(LIST OF TASKS)
1 > Please pull out the stretch of the Dish picture quality discussion from "Dish Picture Quality" through "the same time.", word for word.
2 > Extend the Dish picture quality discussion, picking up right after its last line.

(DOCUMENT EXCERPT)
* BEGIN *
Dish Picture Quality Discussion

I guess my point in all of this is comments like this. You can honestly remember what the PQ looked like from that long ago and we able to compare the same content? And most comments tend to be this way, rather than the ones saying I have both providers, compared same channel at the same time.
Had the Hopper installed 2 days ago. The 722 is still sitting on the floor. My wife and I both mentioned the day the Hopper was installed that the PQ improvement was quite obvious. For her to notice without me saying anything to her is astonishing.
 
And I on the other hand think it doesn't look so hot. Typical bitstarved MPEG4 where all fine detail is totally gone. Just look at the field, it looks like a large green blob, no resemblance to grass what so ever. Look at people's faces on close-ups, no detail at all. The H from HD is gone.
"Good evening ladies and gentlemen, and welcome to Monday Night Football, presented in Definition."
* END *
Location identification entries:
* BEGIN *
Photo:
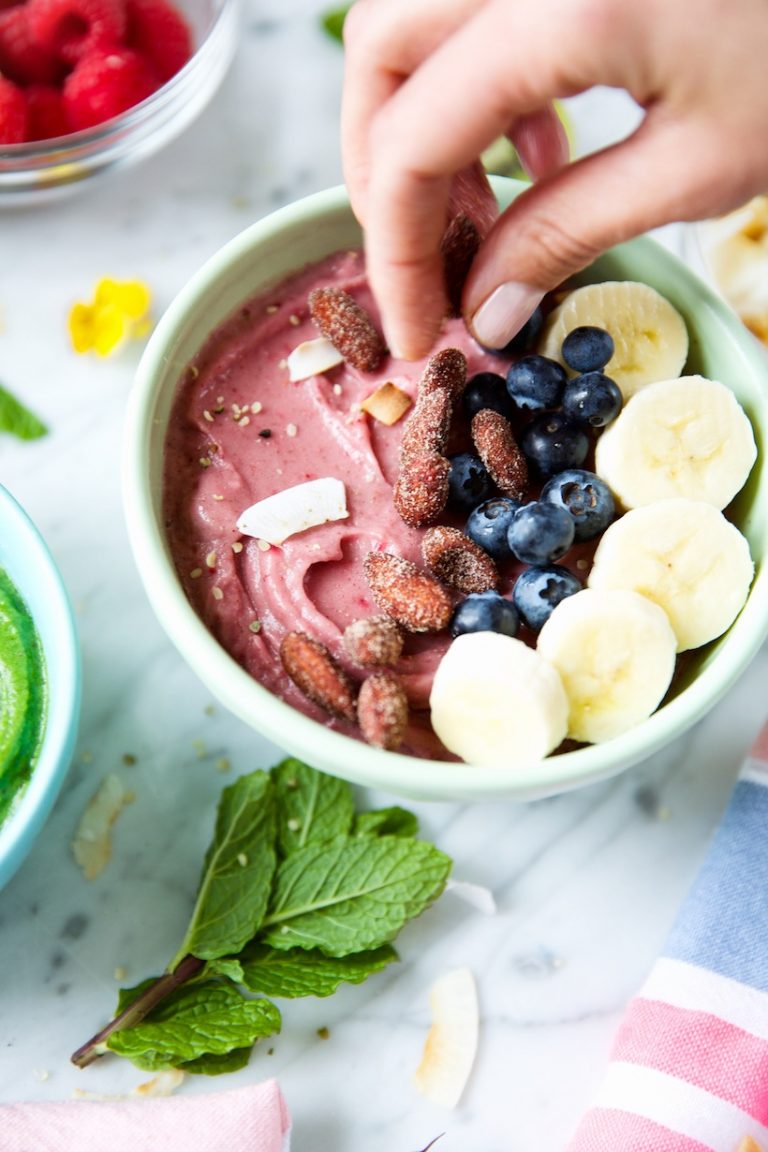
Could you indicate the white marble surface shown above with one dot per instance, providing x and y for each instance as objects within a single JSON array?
[{"x": 586, "y": 885}]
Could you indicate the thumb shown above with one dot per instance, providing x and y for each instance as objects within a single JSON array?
[{"x": 560, "y": 225}]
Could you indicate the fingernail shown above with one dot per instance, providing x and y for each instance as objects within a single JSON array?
[{"x": 503, "y": 313}]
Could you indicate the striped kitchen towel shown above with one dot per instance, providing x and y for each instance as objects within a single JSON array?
[{"x": 689, "y": 1070}]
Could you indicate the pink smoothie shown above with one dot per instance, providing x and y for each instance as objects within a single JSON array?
[{"x": 240, "y": 432}]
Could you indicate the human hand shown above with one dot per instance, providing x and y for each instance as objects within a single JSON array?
[{"x": 430, "y": 84}]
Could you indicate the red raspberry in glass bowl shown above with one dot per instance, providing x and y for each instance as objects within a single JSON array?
[
  {"x": 22, "y": 58},
  {"x": 118, "y": 110},
  {"x": 70, "y": 29},
  {"x": 160, "y": 33},
  {"x": 101, "y": 85},
  {"x": 13, "y": 113}
]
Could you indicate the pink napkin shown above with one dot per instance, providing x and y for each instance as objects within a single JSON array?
[
  {"x": 252, "y": 1119},
  {"x": 689, "y": 1070}
]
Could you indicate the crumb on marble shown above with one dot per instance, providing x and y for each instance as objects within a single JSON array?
[{"x": 92, "y": 843}]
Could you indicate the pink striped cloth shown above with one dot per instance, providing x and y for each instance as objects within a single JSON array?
[
  {"x": 689, "y": 1070},
  {"x": 252, "y": 1119}
]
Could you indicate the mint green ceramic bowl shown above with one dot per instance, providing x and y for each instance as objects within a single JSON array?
[
  {"x": 256, "y": 260},
  {"x": 27, "y": 562}
]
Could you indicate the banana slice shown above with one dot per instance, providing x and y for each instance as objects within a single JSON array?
[
  {"x": 615, "y": 654},
  {"x": 687, "y": 437},
  {"x": 686, "y": 558},
  {"x": 495, "y": 700},
  {"x": 651, "y": 338}
]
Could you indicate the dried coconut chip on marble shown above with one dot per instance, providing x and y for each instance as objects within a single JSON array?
[{"x": 453, "y": 1039}]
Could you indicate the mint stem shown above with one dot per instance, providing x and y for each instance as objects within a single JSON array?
[{"x": 136, "y": 1012}]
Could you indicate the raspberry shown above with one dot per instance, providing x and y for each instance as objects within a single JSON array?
[
  {"x": 46, "y": 113},
  {"x": 13, "y": 113},
  {"x": 161, "y": 33},
  {"x": 22, "y": 59},
  {"x": 104, "y": 84},
  {"x": 71, "y": 29}
]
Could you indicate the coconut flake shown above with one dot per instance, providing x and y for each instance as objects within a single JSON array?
[
  {"x": 295, "y": 509},
  {"x": 453, "y": 1039},
  {"x": 162, "y": 1084},
  {"x": 476, "y": 894},
  {"x": 92, "y": 843},
  {"x": 312, "y": 357}
]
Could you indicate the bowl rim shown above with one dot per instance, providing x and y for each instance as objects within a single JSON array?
[
  {"x": 309, "y": 739},
  {"x": 33, "y": 804}
]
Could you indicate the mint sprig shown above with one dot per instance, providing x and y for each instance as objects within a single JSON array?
[
  {"x": 16, "y": 419},
  {"x": 297, "y": 895},
  {"x": 333, "y": 21}
]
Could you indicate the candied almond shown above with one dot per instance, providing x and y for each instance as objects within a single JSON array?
[
  {"x": 500, "y": 453},
  {"x": 348, "y": 326},
  {"x": 408, "y": 593},
  {"x": 420, "y": 492},
  {"x": 382, "y": 710},
  {"x": 446, "y": 369},
  {"x": 426, "y": 429},
  {"x": 313, "y": 669},
  {"x": 374, "y": 641},
  {"x": 458, "y": 248},
  {"x": 458, "y": 561}
]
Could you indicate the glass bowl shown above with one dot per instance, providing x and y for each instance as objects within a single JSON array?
[{"x": 32, "y": 172}]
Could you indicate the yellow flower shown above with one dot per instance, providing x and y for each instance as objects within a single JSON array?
[{"x": 120, "y": 311}]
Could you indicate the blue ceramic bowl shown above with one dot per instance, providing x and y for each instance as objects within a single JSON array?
[{"x": 29, "y": 565}]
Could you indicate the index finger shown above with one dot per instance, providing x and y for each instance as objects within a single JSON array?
[{"x": 504, "y": 62}]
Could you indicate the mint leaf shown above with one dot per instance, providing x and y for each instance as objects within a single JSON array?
[
  {"x": 298, "y": 972},
  {"x": 227, "y": 967},
  {"x": 311, "y": 806},
  {"x": 195, "y": 1021},
  {"x": 333, "y": 21},
  {"x": 237, "y": 872},
  {"x": 214, "y": 1066},
  {"x": 386, "y": 821},
  {"x": 343, "y": 897},
  {"x": 18, "y": 421}
]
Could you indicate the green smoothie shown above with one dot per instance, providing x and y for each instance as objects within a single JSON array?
[{"x": 22, "y": 695}]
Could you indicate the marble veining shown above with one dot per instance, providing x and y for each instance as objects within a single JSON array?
[{"x": 586, "y": 885}]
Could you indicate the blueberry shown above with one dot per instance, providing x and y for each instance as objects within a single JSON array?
[
  {"x": 488, "y": 524},
  {"x": 592, "y": 400},
  {"x": 535, "y": 383},
  {"x": 485, "y": 612},
  {"x": 553, "y": 442},
  {"x": 469, "y": 483},
  {"x": 587, "y": 349},
  {"x": 585, "y": 497},
  {"x": 525, "y": 339},
  {"x": 487, "y": 389},
  {"x": 538, "y": 591},
  {"x": 540, "y": 532}
]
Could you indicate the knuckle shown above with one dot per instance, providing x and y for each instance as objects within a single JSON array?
[{"x": 559, "y": 245}]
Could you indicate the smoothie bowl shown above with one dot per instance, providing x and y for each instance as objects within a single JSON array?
[
  {"x": 39, "y": 683},
  {"x": 280, "y": 507}
]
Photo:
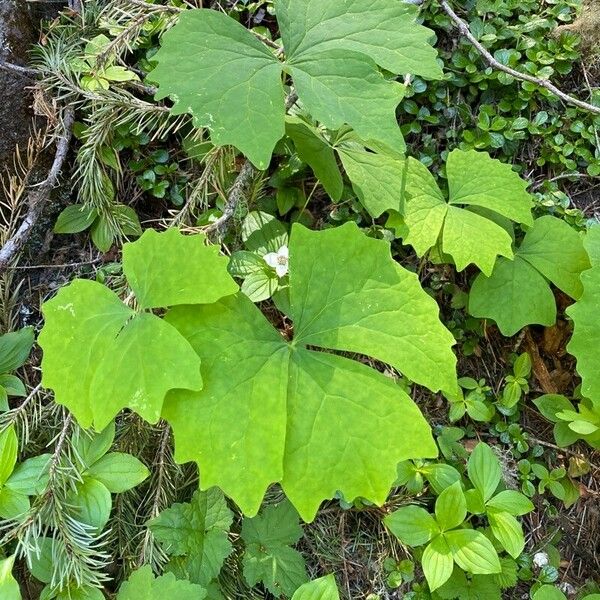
* END *
(ANSWER LIST)
1 >
Dish Picture Quality Discussion

I guess my point in all of this is comments like this. You can honestly remember what the PQ looked like from that long ago and we able to compare the same content? And most comments tend to be this way, rather than the ones saying I have both providers, compared same channel at the same time.

2 >
For the past couple months I have been noticing a variety of issues with various HD channels. I notice it more obviously on my Local HD channels which I can compare directly to my OTA feed I also have. I put in an e-mail to the dish quality folks but they took so long to reply that the issue had gone away. And lately it's been back.

What I'm calling new, is moments during a television show where all the detail that is normally in an HD picture goes away. Edges of objects and people become fuzzy and color becomes more flat. The color thing is the first indication. human faces in rooms that dramas and comedy's use tends to have light from many different directions creating a variety of shades across a face when filmed. When HD it working at it's best, you see all of these shades and the human face looks very human. When HD isn't working like I would expect, the human faces loose all the shades and tend to be stuck with some average color that makes them look pasty.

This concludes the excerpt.